> _TEXTO SELECIONADO_:
Nova entrevista com Francisco a um jornal: desta vez o jornal catalão "La Vanguardia", ao qual o Papa fala de reforma da Cúria, Terra Santa, diálogo inter-religioso, copa do mundo e do desejo de redimir Pio XII
Roma, 13 de Junho de 2014 (Zenit.org) Salvatore Cernuzio
Não brilha pela originalidade a nova entrevista com
Francisco realizada pelo jornal catalão "La Vanguardia". Muitas das
respostas do Pontífice ao repórter – recebido segunda-feira passada no
Vaticano, um dia após a invocação de paz com os presidentes de Israel e
da Palestina - são ideias já expressas em discursos ou homilias em Santa
Marta, ou também pontos chaves do pontificado bergogliano. Como a
denúncia da perseguição dos cristãos “mais dura do que aquela dos
primeiros séculos”, ou da terrível “cultura do descartável", que
caracteriza o sistema económico mundial, cujo centro “colocamos no
dinheiro”.
Não há como negar, no entanto, que a presente entrevista tenha
algumas jóias memoráveis, que revelam novas facetas daquela humanidade
do Papa argentino que tanto atrai os fiéis e que desconcerta alguns
insiders da Igreja e do Vaticano. Por exemplo, como a resposta para a
pergunta: "Você se sente um pároco ou o chefe da Igreja?" à qual
Bergoglio responde: "A dimensão do pároco é a que mais mostra a minha
vocação. Servir as pessoas é algo que trago dentro. Desligo a luz para
não gastar muito dinheiro... São as coisas que um pároco faz”. Mas,
acrescenta, “me sinto também Papa”, graças à ajuda de colaboradores
"muito profissionais" que "me ajudam a cumprir o meu dever”.

> _REGISTROS SELECIONADOS_:

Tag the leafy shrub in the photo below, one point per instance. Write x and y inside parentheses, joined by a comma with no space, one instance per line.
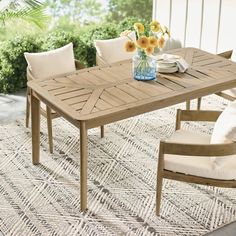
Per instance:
(13,64)
(89,34)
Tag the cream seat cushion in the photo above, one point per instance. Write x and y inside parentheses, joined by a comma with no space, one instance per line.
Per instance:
(224,131)
(197,165)
(55,62)
(113,50)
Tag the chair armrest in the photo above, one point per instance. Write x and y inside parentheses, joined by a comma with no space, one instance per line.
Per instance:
(100,61)
(198,149)
(79,65)
(196,115)
(226,54)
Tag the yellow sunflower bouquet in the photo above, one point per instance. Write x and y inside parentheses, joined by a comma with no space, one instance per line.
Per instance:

> _OBJETIVO DO EXERCÍCIO_: Prossiga a matéria sobre a entrevista do Papa Francisco ao jornal "La Vanguardia" a partir da última frase apresentada.

> _RESPOSTA ESCRITA_:
"Não brinco de ser o Papa-pároco. Seria imaturo”, diz Francisco. Por
exemplo, "quando chega um Chefe de Estado, tenho que encontra-lo com
dignidade e o protocolo que merece”. O mesmo “protocolo” com o qual o
Papa admite ter “não poucos problemas”, mas que, porém, devem ser
respeitados. Em alguns casos, nem sempre. O protocolos de segurança, por
exemplo, muitas vezes são um obstáculo para o impulso natural do Santo
Padre de aproximar-se das pessoas.
"Eu sei que alguma coisa poderia acontecer, mas está nas mãos de
Deus", admite, e lembra quando "no Brasil tinham preparado um papa-móvel
fechado, com vidros blindados, que me impediam de cumprimentar as
pessoas e dizer-lhes que eu as amo". De fato, deixando os responsáveis
da segurança loucos, o Pontífice escolheu um jeep aberto: "Teria me
sentido trancado em uma lata de sardinhas - explica - Para mim isto é um
muro. É verdade que qualquer coisa poderia acontecer, mas confiem.
Realmente, na minha idade, não tenho muito a perder”.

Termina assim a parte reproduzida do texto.